The entries should be given again so that each one matches the original exactly.

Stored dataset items

--- --- ---

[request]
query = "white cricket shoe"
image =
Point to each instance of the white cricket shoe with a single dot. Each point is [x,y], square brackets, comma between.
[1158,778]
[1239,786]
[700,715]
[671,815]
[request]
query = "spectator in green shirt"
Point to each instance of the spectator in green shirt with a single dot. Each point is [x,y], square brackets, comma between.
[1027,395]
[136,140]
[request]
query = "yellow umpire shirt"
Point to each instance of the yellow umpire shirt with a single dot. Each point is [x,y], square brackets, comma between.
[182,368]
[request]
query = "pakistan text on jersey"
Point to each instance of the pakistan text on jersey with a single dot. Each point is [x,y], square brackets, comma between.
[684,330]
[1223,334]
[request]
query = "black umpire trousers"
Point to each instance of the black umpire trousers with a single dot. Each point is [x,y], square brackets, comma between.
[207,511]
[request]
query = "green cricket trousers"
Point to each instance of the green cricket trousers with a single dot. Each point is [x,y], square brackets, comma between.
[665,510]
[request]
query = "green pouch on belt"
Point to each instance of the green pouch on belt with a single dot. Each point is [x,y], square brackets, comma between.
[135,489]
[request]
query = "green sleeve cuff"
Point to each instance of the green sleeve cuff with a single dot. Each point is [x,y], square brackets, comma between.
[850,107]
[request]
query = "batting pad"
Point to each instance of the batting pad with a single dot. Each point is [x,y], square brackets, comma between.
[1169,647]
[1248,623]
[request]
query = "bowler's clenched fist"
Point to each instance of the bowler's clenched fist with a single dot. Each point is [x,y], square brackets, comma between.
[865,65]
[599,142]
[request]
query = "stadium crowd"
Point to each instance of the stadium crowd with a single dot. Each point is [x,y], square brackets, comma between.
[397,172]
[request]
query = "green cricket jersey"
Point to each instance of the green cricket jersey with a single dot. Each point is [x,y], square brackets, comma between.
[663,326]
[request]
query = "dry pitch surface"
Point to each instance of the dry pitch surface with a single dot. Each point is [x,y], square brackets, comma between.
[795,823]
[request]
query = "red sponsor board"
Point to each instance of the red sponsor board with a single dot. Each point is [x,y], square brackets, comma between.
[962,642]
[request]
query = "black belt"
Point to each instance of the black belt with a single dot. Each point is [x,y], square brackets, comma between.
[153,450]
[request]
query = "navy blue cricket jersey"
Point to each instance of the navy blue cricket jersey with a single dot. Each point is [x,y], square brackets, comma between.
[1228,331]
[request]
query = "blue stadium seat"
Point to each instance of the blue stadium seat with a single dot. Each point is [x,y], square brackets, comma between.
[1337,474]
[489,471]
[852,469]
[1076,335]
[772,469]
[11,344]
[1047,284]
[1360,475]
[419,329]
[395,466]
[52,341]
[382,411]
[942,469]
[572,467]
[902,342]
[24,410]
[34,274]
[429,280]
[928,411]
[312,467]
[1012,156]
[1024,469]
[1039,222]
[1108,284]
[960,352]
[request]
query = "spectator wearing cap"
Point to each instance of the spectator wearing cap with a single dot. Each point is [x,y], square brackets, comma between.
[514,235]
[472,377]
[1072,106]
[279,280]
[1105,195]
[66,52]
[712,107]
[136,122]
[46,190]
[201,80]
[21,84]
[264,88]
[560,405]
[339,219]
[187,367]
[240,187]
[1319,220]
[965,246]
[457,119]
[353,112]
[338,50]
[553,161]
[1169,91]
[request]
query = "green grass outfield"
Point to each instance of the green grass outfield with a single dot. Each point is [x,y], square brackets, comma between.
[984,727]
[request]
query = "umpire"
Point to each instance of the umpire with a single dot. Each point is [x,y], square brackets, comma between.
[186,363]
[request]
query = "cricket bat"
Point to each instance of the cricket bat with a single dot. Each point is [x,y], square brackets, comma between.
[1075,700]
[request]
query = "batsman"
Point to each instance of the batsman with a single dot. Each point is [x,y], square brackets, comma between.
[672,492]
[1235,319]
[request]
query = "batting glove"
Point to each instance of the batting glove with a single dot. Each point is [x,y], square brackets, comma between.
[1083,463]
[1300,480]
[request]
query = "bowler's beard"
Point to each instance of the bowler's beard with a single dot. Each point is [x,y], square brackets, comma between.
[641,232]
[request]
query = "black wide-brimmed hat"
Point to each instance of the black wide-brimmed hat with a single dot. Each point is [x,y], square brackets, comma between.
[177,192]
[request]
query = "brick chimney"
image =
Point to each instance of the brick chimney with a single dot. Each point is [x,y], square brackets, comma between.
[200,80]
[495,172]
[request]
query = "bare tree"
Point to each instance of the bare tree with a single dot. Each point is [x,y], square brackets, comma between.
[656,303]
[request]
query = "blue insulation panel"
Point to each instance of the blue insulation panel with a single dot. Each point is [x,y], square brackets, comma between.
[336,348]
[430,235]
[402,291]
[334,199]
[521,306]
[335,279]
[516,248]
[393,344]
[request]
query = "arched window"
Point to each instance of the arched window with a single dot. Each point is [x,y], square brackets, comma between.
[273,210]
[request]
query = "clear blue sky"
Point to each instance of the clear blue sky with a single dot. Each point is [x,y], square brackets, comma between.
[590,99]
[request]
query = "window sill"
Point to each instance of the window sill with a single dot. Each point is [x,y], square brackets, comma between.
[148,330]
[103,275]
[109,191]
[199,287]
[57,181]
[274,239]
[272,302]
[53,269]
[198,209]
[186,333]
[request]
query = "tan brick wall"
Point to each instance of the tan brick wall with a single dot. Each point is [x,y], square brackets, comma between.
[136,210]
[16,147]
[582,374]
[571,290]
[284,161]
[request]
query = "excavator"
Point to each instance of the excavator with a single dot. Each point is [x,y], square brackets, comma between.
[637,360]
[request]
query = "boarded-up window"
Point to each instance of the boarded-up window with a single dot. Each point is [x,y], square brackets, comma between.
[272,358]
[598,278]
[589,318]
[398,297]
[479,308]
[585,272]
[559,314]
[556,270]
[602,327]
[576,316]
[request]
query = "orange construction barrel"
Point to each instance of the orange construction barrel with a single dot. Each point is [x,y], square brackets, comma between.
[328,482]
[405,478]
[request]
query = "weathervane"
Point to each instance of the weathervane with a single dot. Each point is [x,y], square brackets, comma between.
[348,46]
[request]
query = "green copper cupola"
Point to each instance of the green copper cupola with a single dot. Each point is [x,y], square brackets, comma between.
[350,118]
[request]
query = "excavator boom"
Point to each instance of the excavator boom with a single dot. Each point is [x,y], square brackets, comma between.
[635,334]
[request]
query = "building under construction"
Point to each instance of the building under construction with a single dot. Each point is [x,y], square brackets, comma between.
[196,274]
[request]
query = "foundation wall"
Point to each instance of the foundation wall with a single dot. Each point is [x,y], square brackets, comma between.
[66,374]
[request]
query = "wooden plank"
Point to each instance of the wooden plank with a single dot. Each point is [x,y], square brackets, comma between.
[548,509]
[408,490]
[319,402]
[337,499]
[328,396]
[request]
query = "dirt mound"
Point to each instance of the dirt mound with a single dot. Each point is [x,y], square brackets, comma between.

--- --- ---

#### Completed exercise:
[request]
query = "white cricket shoe"
image =
Point to each instance of the white cricket shoe with a single dot. Each point is [x,y], square brackets, comma between.
[1158,778]
[1239,786]
[700,715]
[671,815]
[request]
query = "spectator in green shirt"
Point to each instance of the spectator in green shirt with a single dot. Each point is [x,y], square brackets, comma between.
[1027,395]
[136,140]
[request]
query = "yellow umpire shirt"
Point to each instance of the yellow umpire shirt with a single dot. Each point is [x,y], square brackets, comma between.
[182,368]
[request]
query = "pakistan text on jersey"
Point to each instance of the pakistan text on jersey with a single dot. Each point is [x,y], square brackets, comma between.
[684,330]
[1223,334]
[request]
query = "black umpire trousers"
Point to each instance of the black umpire trousers with a single dot. Each point is [x,y], square brackets, comma between.
[207,511]
[request]
query = "green cricket trousers"
Point to each instance of the green cricket trousers with a single dot. Each point is [x,y], square brackets, comma between.
[665,510]
[request]
query = "green pouch on belt"
Point to each instance of the green pouch on belt with a single dot. Each point is [x,y], square brackets, comma between.
[135,489]
[request]
query = "green sleeve cuff"
Point to each instance of the green sleeve cuff with a single dot. Each point is [x,y], square brackets, comma between.
[850,107]
[request]
query = "batting pad"
Point to each instance of the batting pad with a single dot. Each point is [x,y], square brackets, comma between.
[1169,647]
[1248,623]
[request]
query = "bowler's clenched fist"
Point to each instance of the bowler's clenched fist with a single dot. Each point is [x,y], square brackets, comma between.
[865,65]
[599,142]
[request]
query = "stadium crowd"
Point to each instance of the stadium crowd with a single dot. Each point is [x,y], square brackets, comma between.
[397,172]
[request]
query = "green cricket jersey"
Point to each instance of the green cricket jersey with a single dot. Each point is [x,y], square brackets, comma between.
[663,326]
[request]
query = "dry pitch surface"
Point to each instance of the dry pitch surface with a single dot. Each point is [x,y], square brackets, comma between.
[795,823]
[request]
query = "red sponsor board"
Point to each instance of the red sponsor board with a single dot. Each point is [x,y], square brackets, comma between.
[962,642]
[request]
query = "black belt"
Point to each instance of the black belt with a single dot. Each point is [x,y], square brackets, comma between.
[153,450]
[request]
query = "navy blue cricket jersey"
Point to each instance of the navy blue cricket jersey with a single dot. Each point is [x,y], square brackets, comma between.
[1228,331]
[request]
query = "blue stadium seat"
Point to each instance of the blue stadium seat with a single dot. Each point is [x,y], square brackets, comma between.
[1337,474]
[489,471]
[852,469]
[1076,335]
[772,469]
[11,344]
[1047,284]
[1360,475]
[419,329]
[395,466]
[52,341]
[382,411]
[942,469]
[572,467]
[902,342]
[24,410]
[34,274]
[429,280]
[928,411]
[312,467]
[1012,156]
[1024,469]
[1039,222]
[1108,284]
[960,352]
[request]
query = "spectator wearing cap"
Point to each instance of the spectator wearing cap with a single dot. Each point is [x,y], square brackets, comma between.
[514,235]
[472,377]
[1072,106]
[279,280]
[1105,195]
[66,52]
[712,107]
[136,122]
[46,190]
[201,80]
[21,84]
[264,88]
[560,405]
[339,219]
[187,367]
[240,187]
[1319,220]
[965,246]
[457,119]
[353,112]
[338,50]
[553,161]
[1169,91]
[request]
query = "green grass outfield"
Point to each instance of the green grass outfield with a single dot. Each point is [x,y], square brackets, comma between.
[984,727]
[request]
query = "umpire"
Point to each instance of the umpire with a single dot. Each point is [x,y], square brackets, comma between.
[186,363]
[request]
query = "cricket bat"
Point to each instance of the cricket bat with a single dot. Each point is [x,y], square brackets, comma between.
[1075,700]
[request]
query = "batsman"
Point to each instance of the batsman with a single dot. Each point is [x,y], square brackets, comma between.
[672,492]
[1235,319]
[request]
query = "batting glove"
Point to each instance of the batting glove with a single dot. Each point is [x,y], square brackets, comma between.
[1083,463]
[1300,480]
[request]
query = "bowler's beard"
Point to each instance of the bowler's beard with a single dot. Each point is [x,y], square brackets, comma between.
[641,232]
[request]
query = "black wide-brimmed hat"
Point to each instance of the black wide-brimmed hat with a single dot. Each point is [x,y], square brackets, comma between.
[177,192]
[request]
query = "brick chimney"
image =
Point to each instance of the brick chimney with a single dot. Each point is [x,y], square brackets, comma between.
[200,80]
[495,172]
[request]
query = "bare tree"
Point to each instance of the bare tree with a single dot. Each point is [x,y], square brackets, comma between.
[656,303]
[request]
query = "blue insulation panel"
Point to each instance of the blue insulation panel with a single dot. Each point is [x,y], square brackets, comma between.
[336,348]
[430,235]
[402,291]
[334,199]
[521,306]
[335,279]
[516,248]
[393,344]
[request]
query = "arched window"
Point to each instance of the arched window with a single dot. Each point is [x,y], square brackets, comma between.
[273,210]
[request]
query = "clear blue sky"
Point to each instance of the clear blue sky with a single dot. Each point is [x,y], square brackets, comma between.
[590,99]
[request]
query = "window sill"
Point to each instance of the window sill with a single dot. Each point is [x,y], square brackets, comma between.
[148,330]
[103,275]
[109,191]
[199,287]
[57,181]
[274,239]
[272,302]
[53,269]
[198,209]
[186,333]
[request]
query = "tan brick wall"
Point to each instance of the tan brick wall with a single dot. Each point is [x,y], square brackets, comma between.
[136,210]
[16,147]
[582,374]
[571,290]
[284,161]
[request]
query = "excavator"
Point to each instance of the excavator with a single dot. Each point is [x,y], square brackets, comma between.
[637,360]
[request]
query = "boarded-up window"
Point to each instance of the boarded-up window with a single dot. Each point is [x,y], square brackets, comma between.
[272,358]
[598,278]
[589,318]
[398,297]
[479,308]
[585,272]
[559,314]
[556,270]
[602,327]
[576,316]
[request]
query = "orange construction barrel"
Point to each instance of the orange construction barrel with a single dot. Each point is [x,y], square brackets, comma between.
[328,482]
[405,478]
[request]
query = "weathervane"
Point to each instance of the weathervane with a single dot. Each point is [x,y], square brackets, comma between.
[348,46]
[request]
query = "green copper cupola"
Point to each instance of the green copper cupola with a single dot. Each point is [x,y], square brackets, comma between.
[350,118]
[request]
query = "excavator boom"
Point to each instance of the excavator boom with a single dot. Each point is [x,y], square brackets, comma between.
[635,334]
[request]
query = "building under construction"
Point to each instance of the building under construction with a single dot. Each point is [x,y], square brackets, comma between.
[196,274]
[request]
query = "foundation wall"
Point to each instance of the foundation wall with a single dot. Each point is [x,y], square brackets, comma between.
[66,374]
[request]
query = "wooden plank"
Point to each instance of the wooden plank with a single dot. Each point is [x,y], square brackets, comma between.
[548,509]
[408,490]
[319,402]
[337,499]
[328,396]
[request]
query = "dirt mound"
Point to each instance of the dirt mound with a single dot. Each point is [x,y], square brackets, comma between.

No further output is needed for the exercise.